Supplied text: Begin
A family doctor, whose medical practice owed over $10 million in unpaid payroll and withholding taxes, was a responsible person and was liable for payroll tax penalties when he paid his employees before paying the IRS. The court rejected the doctor’s argument that the $100,000 he loaned to his practice to pay his employees was “encumbered” and thus the payment was not a willful transfer of unencumbered funds to a creditor other than the IRS.
Dr. “A” founded Family Practice Associates of Mason, a medical-service provider, in 1979. In 1995, Family Practice hired Richard “Person”, as its Chief Financial Officer. By 2009, Family Practice owed over $10 million in unpaid payroll and other withholding taxes. Dr. “A” learned that these taxes were unpaid on May 11, 2009. “Person” pleaded guilty to three counts of felony theft of money that he embezzled from Family Practice. Family Practice stopped operating and remitted its remaining receivables to the IRS to pay toward the tax liability.
Dr. “A” made a $100,000 personal loan to Family Practice for the restricted purpose of using the funds to pay the May 15, 2009, payroll. Family Practice used that loan to pay its employees. As a result of Dr. “A” paying his employees before paying back payroll taxes to the IRS, the IRS assessed a total of $4.3 million in tax penalties under Code Sec. 6672. Dr. “A” paid a small part, then sued for a refund and abatement of the remaining penalty amount.
Supplied text: End
Extracted information: Begin
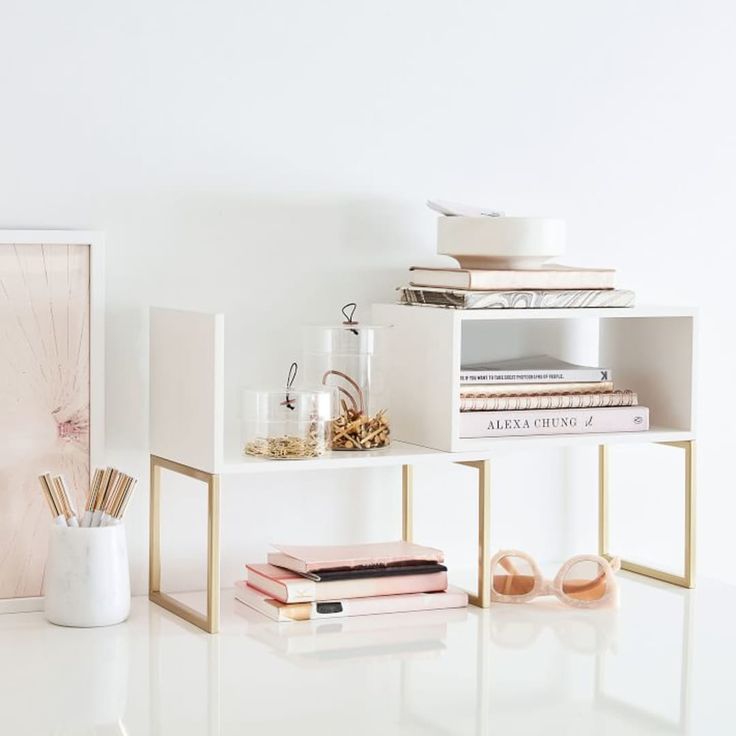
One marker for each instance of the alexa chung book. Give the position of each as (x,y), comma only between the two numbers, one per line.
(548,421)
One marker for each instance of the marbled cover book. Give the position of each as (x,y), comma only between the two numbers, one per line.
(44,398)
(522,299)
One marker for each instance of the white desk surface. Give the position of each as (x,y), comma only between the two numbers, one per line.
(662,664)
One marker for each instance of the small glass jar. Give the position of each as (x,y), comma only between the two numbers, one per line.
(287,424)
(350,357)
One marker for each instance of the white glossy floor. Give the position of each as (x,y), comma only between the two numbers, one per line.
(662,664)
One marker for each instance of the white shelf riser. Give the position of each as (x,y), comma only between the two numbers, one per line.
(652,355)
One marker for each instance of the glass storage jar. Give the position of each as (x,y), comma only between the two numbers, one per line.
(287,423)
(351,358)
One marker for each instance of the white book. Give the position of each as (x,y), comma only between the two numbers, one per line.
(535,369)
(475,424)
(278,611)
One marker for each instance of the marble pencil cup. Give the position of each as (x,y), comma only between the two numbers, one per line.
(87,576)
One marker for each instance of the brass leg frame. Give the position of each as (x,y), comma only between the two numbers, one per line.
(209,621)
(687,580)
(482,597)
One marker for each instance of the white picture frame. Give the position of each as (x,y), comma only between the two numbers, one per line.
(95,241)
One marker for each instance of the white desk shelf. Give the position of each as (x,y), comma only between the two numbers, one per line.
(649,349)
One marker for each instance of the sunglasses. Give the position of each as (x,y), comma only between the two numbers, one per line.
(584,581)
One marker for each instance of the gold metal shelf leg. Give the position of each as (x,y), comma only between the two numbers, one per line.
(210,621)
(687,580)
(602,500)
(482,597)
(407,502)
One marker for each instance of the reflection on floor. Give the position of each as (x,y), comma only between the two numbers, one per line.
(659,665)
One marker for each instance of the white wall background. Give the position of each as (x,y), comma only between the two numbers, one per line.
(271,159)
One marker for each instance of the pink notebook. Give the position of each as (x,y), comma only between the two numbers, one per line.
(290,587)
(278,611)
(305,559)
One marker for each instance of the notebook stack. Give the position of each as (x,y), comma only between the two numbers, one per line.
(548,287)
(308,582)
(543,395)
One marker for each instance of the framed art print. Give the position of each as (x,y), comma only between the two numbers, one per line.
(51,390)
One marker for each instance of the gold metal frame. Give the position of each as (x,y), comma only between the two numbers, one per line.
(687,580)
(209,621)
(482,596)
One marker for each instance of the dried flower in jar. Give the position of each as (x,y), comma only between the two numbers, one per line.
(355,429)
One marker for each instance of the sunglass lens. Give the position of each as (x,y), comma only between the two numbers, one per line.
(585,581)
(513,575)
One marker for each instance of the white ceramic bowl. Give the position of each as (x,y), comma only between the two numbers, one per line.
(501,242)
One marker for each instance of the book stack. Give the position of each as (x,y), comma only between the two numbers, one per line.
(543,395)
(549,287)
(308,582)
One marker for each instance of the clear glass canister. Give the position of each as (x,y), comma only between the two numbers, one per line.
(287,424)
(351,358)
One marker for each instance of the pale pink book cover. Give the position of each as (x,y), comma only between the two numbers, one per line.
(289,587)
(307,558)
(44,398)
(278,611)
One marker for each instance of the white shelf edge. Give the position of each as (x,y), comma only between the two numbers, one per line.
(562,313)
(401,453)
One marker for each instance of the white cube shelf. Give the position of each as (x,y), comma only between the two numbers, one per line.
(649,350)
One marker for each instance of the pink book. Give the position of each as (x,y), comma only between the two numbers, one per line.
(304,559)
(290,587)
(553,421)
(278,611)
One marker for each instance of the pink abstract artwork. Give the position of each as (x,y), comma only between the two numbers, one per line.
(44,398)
Extracted information: End
• [Task] Reproduce the payroll tax passage word for word, from "A family doctor, whose" up to and including "than the IRS.". The data has no connection to the payroll tax passage.

• [Written answer]
A family doctor, whose medical practice owed over $10 million in unpaid payroll and withholding taxes, was a responsible person and was liable for payroll tax penalties when he paid his employees before paying the IRS. The court rejected the doctor’s argument that the $100,000 he loaned to his practice to pay his employees was “encumbered” and thus the payment was not a willful transfer of unencumbered funds to a creditor other than the IRS.